## INSTRUCTIONS TO FOLLOW
Lay out every line of the entries below as a numbered list, and leave out any blank lines.

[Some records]
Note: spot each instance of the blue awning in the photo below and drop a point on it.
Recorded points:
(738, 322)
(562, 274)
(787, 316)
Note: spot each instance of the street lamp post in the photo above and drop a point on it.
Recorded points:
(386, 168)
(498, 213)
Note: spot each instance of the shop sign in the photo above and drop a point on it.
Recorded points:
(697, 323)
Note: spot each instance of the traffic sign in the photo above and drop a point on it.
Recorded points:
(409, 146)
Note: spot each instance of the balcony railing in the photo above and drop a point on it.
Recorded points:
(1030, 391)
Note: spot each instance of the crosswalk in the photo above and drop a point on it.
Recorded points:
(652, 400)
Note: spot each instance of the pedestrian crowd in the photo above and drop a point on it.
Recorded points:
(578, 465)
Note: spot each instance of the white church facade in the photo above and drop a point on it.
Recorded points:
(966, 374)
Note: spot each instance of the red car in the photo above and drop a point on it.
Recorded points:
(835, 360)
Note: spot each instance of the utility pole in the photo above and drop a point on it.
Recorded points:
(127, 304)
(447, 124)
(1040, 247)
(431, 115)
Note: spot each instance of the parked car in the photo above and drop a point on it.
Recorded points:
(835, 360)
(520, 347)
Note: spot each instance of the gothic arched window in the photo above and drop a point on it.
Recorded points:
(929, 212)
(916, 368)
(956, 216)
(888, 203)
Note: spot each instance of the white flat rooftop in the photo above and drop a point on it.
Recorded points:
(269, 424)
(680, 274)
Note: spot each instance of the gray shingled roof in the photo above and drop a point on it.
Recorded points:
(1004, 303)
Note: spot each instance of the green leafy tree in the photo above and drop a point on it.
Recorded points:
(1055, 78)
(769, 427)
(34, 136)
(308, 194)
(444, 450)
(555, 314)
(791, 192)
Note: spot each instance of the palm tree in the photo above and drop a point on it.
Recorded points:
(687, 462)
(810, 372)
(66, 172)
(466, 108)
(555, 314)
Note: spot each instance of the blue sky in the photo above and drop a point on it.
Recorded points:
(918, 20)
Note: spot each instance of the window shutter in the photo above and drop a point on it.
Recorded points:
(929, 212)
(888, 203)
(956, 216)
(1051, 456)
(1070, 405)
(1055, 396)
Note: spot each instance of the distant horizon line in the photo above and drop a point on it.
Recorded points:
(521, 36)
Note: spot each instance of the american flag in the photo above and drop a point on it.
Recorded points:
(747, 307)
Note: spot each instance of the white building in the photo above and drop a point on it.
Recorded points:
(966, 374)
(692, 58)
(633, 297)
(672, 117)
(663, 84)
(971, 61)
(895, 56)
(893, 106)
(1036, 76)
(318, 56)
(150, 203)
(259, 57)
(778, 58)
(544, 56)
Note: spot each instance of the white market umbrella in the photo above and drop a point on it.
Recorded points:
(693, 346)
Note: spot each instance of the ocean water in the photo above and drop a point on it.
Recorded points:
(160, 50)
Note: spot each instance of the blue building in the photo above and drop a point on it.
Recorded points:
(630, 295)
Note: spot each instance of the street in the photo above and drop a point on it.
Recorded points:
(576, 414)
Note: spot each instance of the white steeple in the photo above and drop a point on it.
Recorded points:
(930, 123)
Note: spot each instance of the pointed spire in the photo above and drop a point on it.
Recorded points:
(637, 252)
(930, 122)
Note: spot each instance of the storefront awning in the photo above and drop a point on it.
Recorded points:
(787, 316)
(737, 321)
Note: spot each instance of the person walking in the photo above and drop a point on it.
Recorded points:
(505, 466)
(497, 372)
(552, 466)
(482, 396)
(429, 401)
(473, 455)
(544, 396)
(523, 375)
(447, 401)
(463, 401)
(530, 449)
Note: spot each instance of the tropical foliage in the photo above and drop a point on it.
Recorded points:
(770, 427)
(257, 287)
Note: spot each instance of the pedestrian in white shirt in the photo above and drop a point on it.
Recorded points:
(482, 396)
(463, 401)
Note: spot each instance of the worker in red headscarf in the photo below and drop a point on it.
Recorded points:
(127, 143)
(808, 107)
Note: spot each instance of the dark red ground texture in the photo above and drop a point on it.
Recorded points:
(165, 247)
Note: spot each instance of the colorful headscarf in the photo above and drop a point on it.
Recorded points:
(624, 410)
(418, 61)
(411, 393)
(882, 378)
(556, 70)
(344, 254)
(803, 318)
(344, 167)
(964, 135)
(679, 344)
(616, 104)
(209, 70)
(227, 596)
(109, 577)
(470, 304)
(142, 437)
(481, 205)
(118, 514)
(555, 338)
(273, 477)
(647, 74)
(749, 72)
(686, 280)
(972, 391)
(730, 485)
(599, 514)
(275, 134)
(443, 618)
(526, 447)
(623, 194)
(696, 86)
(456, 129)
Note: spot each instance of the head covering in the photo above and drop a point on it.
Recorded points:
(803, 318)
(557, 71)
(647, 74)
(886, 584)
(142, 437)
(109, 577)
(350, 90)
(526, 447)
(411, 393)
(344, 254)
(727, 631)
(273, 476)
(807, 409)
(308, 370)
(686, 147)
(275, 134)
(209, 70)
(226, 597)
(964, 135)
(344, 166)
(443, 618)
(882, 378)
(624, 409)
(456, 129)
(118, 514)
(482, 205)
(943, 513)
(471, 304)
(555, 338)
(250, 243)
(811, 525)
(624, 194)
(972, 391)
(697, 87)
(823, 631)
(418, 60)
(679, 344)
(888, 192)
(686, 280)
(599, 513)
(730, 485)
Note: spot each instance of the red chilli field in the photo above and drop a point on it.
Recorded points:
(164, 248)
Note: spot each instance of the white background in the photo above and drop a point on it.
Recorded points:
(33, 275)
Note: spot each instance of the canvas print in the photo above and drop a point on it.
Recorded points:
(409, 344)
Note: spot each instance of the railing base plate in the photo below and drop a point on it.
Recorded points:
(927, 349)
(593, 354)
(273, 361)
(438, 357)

## TASK SOLUTION
1. Note: spot each instance of the blue awning in the photo below and drop a point on it.
2. Recorded points:
3. (738, 322)
4. (562, 274)
5. (787, 316)
6. Note: spot each instance of the street lamp post in the photo above and drop a point on it.
7. Recorded points:
8. (386, 168)
9. (498, 213)
10. Note: spot each instance of the shop sign in the photo above and drop a point on it.
11. Recorded points:
12. (697, 323)
13. Note: spot each instance of the traffic sign in the photo above and drop a point on it.
14. Recorded points:
15. (409, 146)
16. Note: spot each instance of the balcony railing in the photo above and drop a point on it.
17. Recorded points:
18. (1030, 391)
19. Note: spot each instance of the crosswalk in the photo above and drop a point on it.
20. Recorded points:
21. (652, 400)
22. Note: spot each instance of the pedestrian crowd in the photo above and drop a point on it.
23. Recorded points:
24. (578, 465)
25. Note: spot each instance of the white church facade in the photo above and drop a point on it.
26. Recorded points:
27. (966, 374)
28. Note: spot each instance of the red car in the photo above and drop a point on it.
29. Recorded points:
30. (835, 360)
31. Note: spot each instance of the utility pole in the photo above and drop a point on it.
32. Recorded points:
33. (127, 304)
34. (447, 124)
35. (1040, 247)
36. (431, 115)
37. Note: spot each instance of the parked car in the photo above and drop a point on it.
38. Recorded points:
39. (835, 360)
40. (520, 347)
41. Note: spot each instance of the gothic arched window in the photo above and drop a point on it.
42. Recorded points:
43. (929, 212)
44. (916, 368)
45. (956, 216)
46. (888, 203)
47. Note: spot each instance of the white flat rooftop in the photo above and drop a point on it.
48. Recorded points:
49. (269, 424)
50. (680, 274)
51. Note: spot each instance of the gray shingled roof in the photo above and drop a point on it.
52. Recorded points:
53. (1004, 303)
54. Note: spot each instance of the green leafy tree in the photo above and drop a point on it.
55. Recorded points:
56. (1055, 78)
57. (769, 427)
58. (34, 136)
59. (308, 194)
60. (444, 450)
61. (555, 314)
62. (791, 192)
63. Note: spot each instance of the palm tree in the photo above and drop a point on it.
64. Recorded points:
65. (687, 462)
66. (810, 372)
67. (66, 172)
68. (466, 108)
69. (555, 314)
70. Note: spot each instance of the blue sky in the photo above and drop a point on it.
71. Recorded points:
72. (918, 20)
73. Note: spot each instance of the window shutter in the photo above and drop a point on it.
74. Recorded points:
75. (929, 212)
76. (888, 203)
77. (956, 216)
78. (1051, 456)
79. (1070, 405)
80. (1055, 396)
81. Note: spot each instance of the distant horizon line in the photo above and drop a point on it.
82. Recorded points:
83. (521, 36)
84. Note: spot each instance of the american flag in the photo above and drop a point on it.
85. Recorded points:
86. (747, 307)
87. Note: spot each instance of the white building in the photo above and drop a point on it.
88. Recorded points:
89. (966, 374)
90. (692, 58)
91. (633, 297)
92. (672, 117)
93. (663, 84)
94. (971, 61)
95. (895, 56)
96. (893, 106)
97. (1036, 76)
98. (318, 56)
99. (150, 203)
100. (259, 57)
101. (778, 58)
102. (544, 56)
103. Note: spot each instance of the white market umbrella in the photo above and drop a point on it.
104. Recorded points:
105. (693, 346)
106. Note: spot each instance of the ocean water in the photo above and drop a point on it.
107. Recorded points:
108. (160, 50)
109. Note: spot each instance of the blue building in the photo above and drop a point on it.
110. Recorded points:
111. (630, 295)
112. Note: spot each instance of the street in the photo above and drop a point on it.
113. Recorded points:
114. (576, 414)
115. Note: spot each instance of the white steeple in the photo above and drop a point on it.
116. Recorded points:
117. (930, 123)
118. Note: spot each instance of the pointed spire in the photo above and drop a point on it.
119. Recorded points:
120. (637, 252)
121. (930, 122)
122. Note: spot each instance of the storefront awning in the photo above and drop a point on it.
123. Recorded points:
124. (787, 316)
125. (737, 321)
126. Note: spot each instance of the person walking in the photo above and drop a point on it.
127. Recorded points:
128. (505, 466)
129. (497, 372)
130. (552, 466)
131. (482, 396)
132. (429, 401)
133. (473, 455)
134. (544, 396)
135. (523, 375)
136. (447, 401)
137. (463, 401)
138. (530, 449)
139. Note: spot each instance of the tropical foliage in the photo above and drop a point on it.
140. Recorded points:
141. (770, 427)
142. (257, 287)
143. Note: spot each instance of the pedestrian in white shirt in the photo above and drop a point on it.
144. Recorded points:
145. (482, 396)
146. (463, 401)
147. Note: spot each instance of the worker in red headscarf in the photo below and drop a point on it.
148. Recorded points:
149. (127, 143)
150. (808, 107)
151. Note: spot each instance of the dark red ground texture in the photo above and drop a point on it.
152. Recorded points:
153. (165, 247)
154. Note: spot each instance of the colorful headscarf in the photo above and drop a point on it.
155. Recorded points:
156. (624, 410)
157. (418, 61)
158. (411, 393)
159. (882, 378)
160. (556, 70)
161. (344, 254)
162. (803, 318)
163. (344, 167)
164. (964, 135)
165. (679, 344)
166. (616, 104)
167. (209, 70)
168. (227, 596)
169. (109, 577)
170. (470, 304)
171. (142, 437)
172. (481, 205)
173. (118, 514)
174. (555, 338)
175. (273, 477)
176. (647, 74)
177. (749, 72)
178. (686, 280)
179. (972, 391)
180. (730, 485)
181. (599, 514)
182. (275, 134)
183. (443, 618)
184. (526, 447)
185. (623, 194)
186. (696, 86)
187. (456, 129)
188. Note: spot each instance of the head covering in the photo above and drop a point on it.
189. Recorded points:
190. (803, 318)
191. (557, 71)
192. (647, 74)
193. (886, 584)
194. (142, 437)
195. (109, 577)
196. (350, 90)
197. (526, 447)
198. (411, 393)
199. (344, 254)
200. (727, 631)
201. (273, 476)
202. (807, 409)
203. (308, 370)
204. (686, 147)
205. (275, 134)
206. (209, 70)
207. (226, 597)
208. (964, 135)
209. (344, 166)
210. (443, 618)
211. (882, 378)
212. (624, 409)
213. (456, 129)
214. (118, 514)
215. (482, 205)
216. (943, 513)
217. (471, 304)
218. (555, 338)
219. (250, 243)
220. (811, 525)
221. (624, 194)
222. (972, 391)
223. (697, 87)
224. (823, 631)
225. (418, 60)
226. (679, 344)
227. (888, 192)
228. (686, 280)
229. (599, 513)
230. (730, 485)
231. Note: spot each instance of the red chilli field in the photo above and drop a point on it.
232. Recorded points:
233. (164, 248)
234. Note: spot each instance of the white background in the photo above and drop a point on it.
235. Recorded points:
236. (33, 275)
237. Note: spot each instance of the canvas print in the photo above and drop a point on it.
238. Recorded points:
239. (409, 344)
240. Note: spot each instance of the railing base plate in the photo below and drop a point on it.
241. Recorded points:
242. (927, 349)
243. (593, 354)
244. (273, 361)
245. (438, 357)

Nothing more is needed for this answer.